[Direction 1]: In the passage on pipeline axial cracks, what do pipeline operators rely on when deciding on repair, replacement and monitoring?

[Source extract]:
Axial cracks are a common site of failure for aging oil and gas pipelines. But how can operators know if a crack presents a risk of imminent failure or if it is safe to monitor and continue operations?

Pipeline operators rely on data from inline inspections and risk assessments to make decisions for pipeline repair, replacement and monitoring. Often, these decisions are made using limited information about crack length and depth and rules of thumb developed over decades. Until now, there has been limited empirical data about axial crack development to back up these recommendations. As a result, operators have relied on frequent testing, inspection, and often overly conservative analyses to guide repair and replacement decisions.

This leads to higher costs and, paradoxically, can compromise safety if not properly informed. If every repair is marked as equally urgent, resources will be wasted repairing stable or less severe cracks that could have waited while cracks presenting a higher risk of failure sit unattended.

[Point annotation entries]:
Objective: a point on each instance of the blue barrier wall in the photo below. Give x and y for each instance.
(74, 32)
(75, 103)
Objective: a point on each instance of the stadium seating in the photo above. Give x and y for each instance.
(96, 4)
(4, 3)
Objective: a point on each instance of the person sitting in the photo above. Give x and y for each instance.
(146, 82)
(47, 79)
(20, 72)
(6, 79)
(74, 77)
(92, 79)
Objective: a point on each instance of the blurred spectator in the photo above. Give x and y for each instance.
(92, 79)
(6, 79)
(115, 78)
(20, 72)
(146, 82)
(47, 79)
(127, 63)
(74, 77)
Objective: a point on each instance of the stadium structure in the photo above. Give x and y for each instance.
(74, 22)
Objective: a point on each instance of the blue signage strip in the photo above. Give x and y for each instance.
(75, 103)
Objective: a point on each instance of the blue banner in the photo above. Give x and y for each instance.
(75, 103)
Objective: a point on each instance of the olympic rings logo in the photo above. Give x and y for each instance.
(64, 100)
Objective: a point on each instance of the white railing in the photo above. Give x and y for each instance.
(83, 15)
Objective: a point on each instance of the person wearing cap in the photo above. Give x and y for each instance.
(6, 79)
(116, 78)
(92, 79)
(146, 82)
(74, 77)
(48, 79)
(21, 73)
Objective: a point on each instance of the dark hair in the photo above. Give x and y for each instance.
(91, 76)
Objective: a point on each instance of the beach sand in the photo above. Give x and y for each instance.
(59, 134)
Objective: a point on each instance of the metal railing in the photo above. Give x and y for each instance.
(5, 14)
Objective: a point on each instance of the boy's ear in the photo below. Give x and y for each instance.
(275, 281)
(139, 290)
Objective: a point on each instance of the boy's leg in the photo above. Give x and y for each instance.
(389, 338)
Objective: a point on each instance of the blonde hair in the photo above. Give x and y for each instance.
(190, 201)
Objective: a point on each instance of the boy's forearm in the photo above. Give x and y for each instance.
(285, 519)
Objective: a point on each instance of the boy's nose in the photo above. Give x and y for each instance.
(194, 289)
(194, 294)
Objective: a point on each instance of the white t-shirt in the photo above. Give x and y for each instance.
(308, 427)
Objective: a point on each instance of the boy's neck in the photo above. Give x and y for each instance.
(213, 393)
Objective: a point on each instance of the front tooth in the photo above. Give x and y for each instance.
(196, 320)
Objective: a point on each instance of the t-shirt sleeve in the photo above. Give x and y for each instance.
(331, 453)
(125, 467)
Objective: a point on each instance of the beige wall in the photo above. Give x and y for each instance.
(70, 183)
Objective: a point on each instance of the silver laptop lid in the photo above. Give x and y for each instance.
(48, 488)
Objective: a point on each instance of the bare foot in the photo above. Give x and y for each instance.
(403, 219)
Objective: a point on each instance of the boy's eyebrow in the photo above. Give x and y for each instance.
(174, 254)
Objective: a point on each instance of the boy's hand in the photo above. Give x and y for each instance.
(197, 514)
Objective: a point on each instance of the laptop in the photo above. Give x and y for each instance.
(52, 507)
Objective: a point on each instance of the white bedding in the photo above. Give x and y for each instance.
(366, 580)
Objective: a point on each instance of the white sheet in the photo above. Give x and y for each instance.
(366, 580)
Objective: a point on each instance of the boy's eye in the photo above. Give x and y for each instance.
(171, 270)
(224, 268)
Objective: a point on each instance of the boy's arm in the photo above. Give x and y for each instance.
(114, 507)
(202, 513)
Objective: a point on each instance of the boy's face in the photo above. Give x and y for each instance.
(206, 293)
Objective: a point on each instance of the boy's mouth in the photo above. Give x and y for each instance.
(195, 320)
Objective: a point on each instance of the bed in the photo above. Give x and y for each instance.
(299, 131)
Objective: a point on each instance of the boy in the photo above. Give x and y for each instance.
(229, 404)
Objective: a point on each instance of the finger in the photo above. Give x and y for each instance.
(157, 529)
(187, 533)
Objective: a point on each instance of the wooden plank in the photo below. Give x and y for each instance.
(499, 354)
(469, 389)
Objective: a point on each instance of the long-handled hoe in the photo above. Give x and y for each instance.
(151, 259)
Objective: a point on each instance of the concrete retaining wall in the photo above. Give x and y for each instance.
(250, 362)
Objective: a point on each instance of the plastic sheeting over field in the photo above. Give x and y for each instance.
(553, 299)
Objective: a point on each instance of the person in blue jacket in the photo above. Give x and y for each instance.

[Direction 2]: List every line of the entries above that contains the word "stadium".

[Full answer 1]: Data from inline inspections and risk assessments.

[Full answer 2]:
Objective: a point on each instance of the stadium seating in the photo above. Give x and y for each instance.
Objective: a point on each instance of the stadium structure in the photo above. Give x and y for each instance.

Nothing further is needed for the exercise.